[Dataset entries]
»»
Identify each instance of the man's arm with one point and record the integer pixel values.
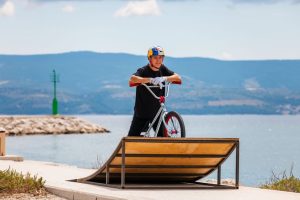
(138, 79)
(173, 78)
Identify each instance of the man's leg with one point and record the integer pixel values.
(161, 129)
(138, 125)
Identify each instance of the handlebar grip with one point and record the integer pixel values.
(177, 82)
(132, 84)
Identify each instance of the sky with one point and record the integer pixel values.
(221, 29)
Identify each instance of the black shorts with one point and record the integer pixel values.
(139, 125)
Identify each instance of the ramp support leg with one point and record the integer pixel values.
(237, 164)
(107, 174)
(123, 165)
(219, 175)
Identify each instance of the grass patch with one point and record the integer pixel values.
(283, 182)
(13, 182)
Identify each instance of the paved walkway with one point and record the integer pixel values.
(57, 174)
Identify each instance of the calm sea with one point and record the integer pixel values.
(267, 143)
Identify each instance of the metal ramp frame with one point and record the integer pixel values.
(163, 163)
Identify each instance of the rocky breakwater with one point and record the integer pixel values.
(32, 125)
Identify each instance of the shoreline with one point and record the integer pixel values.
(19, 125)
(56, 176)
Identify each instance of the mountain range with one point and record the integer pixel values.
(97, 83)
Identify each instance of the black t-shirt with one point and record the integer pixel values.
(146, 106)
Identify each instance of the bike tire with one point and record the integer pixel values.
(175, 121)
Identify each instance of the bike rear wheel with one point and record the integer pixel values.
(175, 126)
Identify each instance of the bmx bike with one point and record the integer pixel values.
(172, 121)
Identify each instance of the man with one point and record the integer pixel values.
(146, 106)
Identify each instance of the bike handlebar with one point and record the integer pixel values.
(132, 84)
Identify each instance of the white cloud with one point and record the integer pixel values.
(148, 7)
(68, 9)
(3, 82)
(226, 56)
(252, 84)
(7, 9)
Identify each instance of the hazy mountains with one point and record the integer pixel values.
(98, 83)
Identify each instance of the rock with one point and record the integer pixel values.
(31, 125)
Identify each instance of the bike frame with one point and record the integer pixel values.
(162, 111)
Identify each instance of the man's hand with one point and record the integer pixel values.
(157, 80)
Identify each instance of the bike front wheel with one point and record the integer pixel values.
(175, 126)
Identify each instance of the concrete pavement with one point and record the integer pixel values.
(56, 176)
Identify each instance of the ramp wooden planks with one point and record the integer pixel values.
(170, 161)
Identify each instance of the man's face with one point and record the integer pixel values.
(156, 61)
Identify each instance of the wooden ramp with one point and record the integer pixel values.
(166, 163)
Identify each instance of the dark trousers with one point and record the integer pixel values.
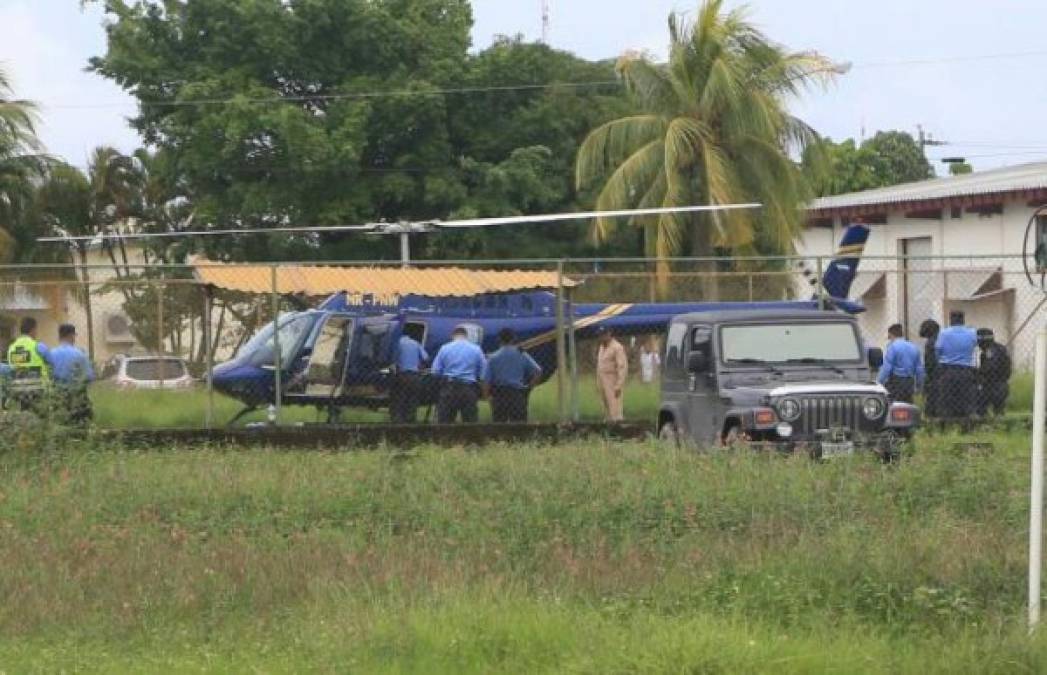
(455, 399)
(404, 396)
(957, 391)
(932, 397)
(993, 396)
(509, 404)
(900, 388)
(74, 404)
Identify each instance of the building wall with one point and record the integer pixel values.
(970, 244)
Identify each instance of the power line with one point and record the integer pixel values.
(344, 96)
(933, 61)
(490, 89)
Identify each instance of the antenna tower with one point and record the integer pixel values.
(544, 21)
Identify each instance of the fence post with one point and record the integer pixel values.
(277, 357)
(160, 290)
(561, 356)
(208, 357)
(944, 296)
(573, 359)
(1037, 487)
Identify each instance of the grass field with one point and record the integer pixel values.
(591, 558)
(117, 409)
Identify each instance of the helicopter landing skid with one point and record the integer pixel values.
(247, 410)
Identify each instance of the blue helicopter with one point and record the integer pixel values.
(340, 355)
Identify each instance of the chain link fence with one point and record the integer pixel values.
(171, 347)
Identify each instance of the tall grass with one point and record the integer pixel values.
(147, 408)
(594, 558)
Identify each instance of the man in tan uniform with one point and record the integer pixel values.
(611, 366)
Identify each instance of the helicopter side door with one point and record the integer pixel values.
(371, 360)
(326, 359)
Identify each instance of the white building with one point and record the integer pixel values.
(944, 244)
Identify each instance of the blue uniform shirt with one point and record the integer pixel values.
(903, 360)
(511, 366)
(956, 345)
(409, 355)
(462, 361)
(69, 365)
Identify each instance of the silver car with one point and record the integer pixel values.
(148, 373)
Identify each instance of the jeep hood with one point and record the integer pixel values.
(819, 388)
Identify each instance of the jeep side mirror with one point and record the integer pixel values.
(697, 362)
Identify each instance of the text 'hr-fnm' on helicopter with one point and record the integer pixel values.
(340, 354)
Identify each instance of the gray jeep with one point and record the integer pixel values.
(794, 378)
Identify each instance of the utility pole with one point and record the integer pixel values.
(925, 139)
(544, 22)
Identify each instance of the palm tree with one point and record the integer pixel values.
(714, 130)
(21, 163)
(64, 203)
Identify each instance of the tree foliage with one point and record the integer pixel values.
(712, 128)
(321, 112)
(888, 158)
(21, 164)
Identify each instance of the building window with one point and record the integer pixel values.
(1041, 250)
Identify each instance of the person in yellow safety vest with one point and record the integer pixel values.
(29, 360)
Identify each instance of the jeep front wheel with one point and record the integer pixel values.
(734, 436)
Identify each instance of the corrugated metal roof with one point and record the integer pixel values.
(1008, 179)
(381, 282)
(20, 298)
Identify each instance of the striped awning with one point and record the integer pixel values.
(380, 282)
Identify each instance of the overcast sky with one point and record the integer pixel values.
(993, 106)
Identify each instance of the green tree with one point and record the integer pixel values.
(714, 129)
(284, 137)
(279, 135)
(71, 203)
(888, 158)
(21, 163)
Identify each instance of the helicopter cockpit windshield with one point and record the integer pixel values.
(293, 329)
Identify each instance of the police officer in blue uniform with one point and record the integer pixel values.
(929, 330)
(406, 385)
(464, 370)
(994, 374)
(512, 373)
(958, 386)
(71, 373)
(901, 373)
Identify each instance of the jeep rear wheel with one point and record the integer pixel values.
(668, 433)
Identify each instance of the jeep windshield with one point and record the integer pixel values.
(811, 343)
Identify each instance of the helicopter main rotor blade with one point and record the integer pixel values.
««
## AIM OF THE TASK
An exact copy of all entries is needed, with no pictures in it.

## WRITTEN ANSWER
Identify each instance of the man's arm with one point and record the integer pixel values.
(138, 79)
(173, 78)
Identify each instance of the man's leg with one point and record the integer pixel values.
(161, 129)
(138, 125)
Identify each instance of the handlebar grip with one point and record the integer pixel values.
(177, 82)
(132, 84)
Identify each instance of the sky with one point and record the integer pixel values.
(221, 29)
Identify each instance of the black shorts with one point and record the integer pixel values.
(139, 125)
Identify each instance of the ramp support leg with one point and record the integer pixel values.
(237, 164)
(107, 174)
(123, 165)
(219, 175)
Identify each instance of the grass patch with one point and record the integer pixel values.
(283, 182)
(13, 182)
Identify each instance of the paved walkway with one point and record the integer pixel values.
(57, 174)
Identify each instance of the calm sea with one point and record the integer pixel values.
(267, 143)
Identify each instance of the metal ramp frame with one point and record the integer pixel values.
(163, 163)
Identify each instance of the rocky breakwater with one point and record the integer pixel values.
(32, 125)
Identify each instance of the shoreline with one point and record the integer pixel values.
(19, 125)
(56, 176)
Identify each instance of the mountain range with one point and record the integer pixel values.
(97, 83)
Identify each instance of the black t-shirt with one point and record the integer pixel values.
(146, 106)
Identify each instance of the bike tire with one point and record the integer pixel values.
(175, 121)
Identify each instance of the bike rear wheel with one point and record the integer pixel values.
(175, 126)
Identify each instance of the bmx bike with one point and record the integer pixel values.
(172, 121)
Identify each instance of the man with one point and record the integer pixel values.
(146, 106)
Identify each instance of the bike handlebar with one point and record the integer pixel values.
(132, 84)
Identify each instance of the white cloud with one point and record the integer pixel values.
(148, 7)
(68, 9)
(3, 82)
(226, 56)
(252, 84)
(7, 9)
Identify each instance of the hazy mountains with one point and record the integer pixel values.
(98, 83)
Identify each instance of the rock with one point and record the integer pixel values.
(31, 125)
Identify each instance of the bike frame with one point and record the integer pixel values.
(162, 111)
Identify each instance of the man's hand with one point and record the integer pixel values.
(157, 80)
Identify each instance of the bike front wheel with one point and record the integer pixel values.
(175, 126)
Identify each instance of the concrete pavement with one point and record the integer pixel values.
(56, 176)
Identify each instance of the ramp wooden planks with one point and record the integer pixel values.
(170, 161)
Identify each instance of the man's face with one point and record the integer pixel values.
(156, 61)
Identify each instance of the wooden ramp with one point and record the integer pixel values.
(166, 163)
Identify each instance of the dark trousers with one point and record the integer pixel values.
(455, 399)
(404, 396)
(957, 391)
(932, 397)
(993, 396)
(509, 404)
(900, 388)
(74, 404)
Identify each instance of the building wall with one point and record the integer pixel values.
(970, 244)
Identify each instance of the power line with one point and record the integer pixel values.
(344, 96)
(933, 61)
(490, 89)
Identify each instance of the antenna tower with one point and record the integer pixel values.
(544, 21)
Identify each instance of the fence post with one point and record the integer pixel values.
(277, 357)
(160, 290)
(561, 356)
(208, 357)
(944, 296)
(573, 359)
(1037, 487)
Identify each instance of the grass field with one point and record the integer pixel values.
(591, 558)
(117, 409)
Identify each instance of the helicopter landing skid with one point and record the integer pixel values.
(247, 410)
Identify each instance of the blue helicopter with one point and record the integer pixel values.
(340, 355)
Identify each instance of the chain link fence with one point and record the integer pixel values.
(171, 347)
Identify each instance of the tall grass with one point and record the integer pixel values.
(147, 408)
(594, 558)
Identify each instance of the man in tan uniform with one point and record the integer pixel values.
(611, 366)
Identify each instance of the helicopter side door with one point and record the integer pixel values.
(371, 360)
(326, 359)
Identify each instance of the white building with one point and record the integer pixel values.
(944, 244)
Identify each instance of the blue uniform shirt with one point and record the integer pixel values.
(903, 360)
(511, 366)
(956, 345)
(409, 355)
(462, 361)
(69, 365)
Identify each instance of the silver car with one point and record the integer pixel values.
(148, 373)
Identify each instance of the jeep hood with one point and record the integer pixel values.
(819, 388)
Identify each instance of the jeep side mirror with one point and record the integer pixel values.
(697, 362)
Identify each instance of the text 'hr-fnm' on helicopter with one point and record the integer pixel values.
(340, 354)
Identify each instance of the gray jeep with one point and record the integer pixel values.
(794, 378)
Identify each instance of the utility pole with one point and record the integer pixel values.
(925, 139)
(544, 22)
Identify each instance of the palm tree with one point and record the integer pixel values.
(714, 130)
(21, 163)
(64, 203)
Identify each instance of the tree foliage with one point and record the integer pixel values.
(712, 128)
(321, 112)
(888, 158)
(21, 164)
Identify each instance of the building window with one point and record the integer pixel values.
(1041, 250)
Identify each instance of the person in yellow safety vest with one point and record the integer pixel values.
(29, 360)
Identify each instance of the jeep front wheel with one point and record the integer pixel values.
(734, 436)
Identify each instance of the corrugated metal roof with one point and record the integer pixel values.
(1008, 179)
(381, 282)
(20, 298)
Identify each instance of the striped awning with one point and record the integer pixel values.
(380, 282)
Identify each instance of the overcast sky with one point and record the integer pixel values.
(993, 106)
Identify each instance of the green tree with one point and record the integer pixel values.
(714, 129)
(284, 137)
(279, 135)
(71, 203)
(888, 158)
(21, 163)
Identify each instance of the helicopter cockpit windshield with one point and record the integer pixel values.
(293, 329)
Identify each instance of the police officer in blue uniform with one point and record the integer pixel values.
(929, 330)
(406, 385)
(464, 370)
(994, 374)
(512, 373)
(958, 386)
(71, 373)
(901, 373)
Identify each instance of the jeep rear wheel with one point and record the integer pixel values.
(668, 433)
Identify each instance of the jeep windshield with one point and record the integer pixel values.
(811, 343)
Identify each instance of the helicopter main rotor blade with one point and record the integer pixel values.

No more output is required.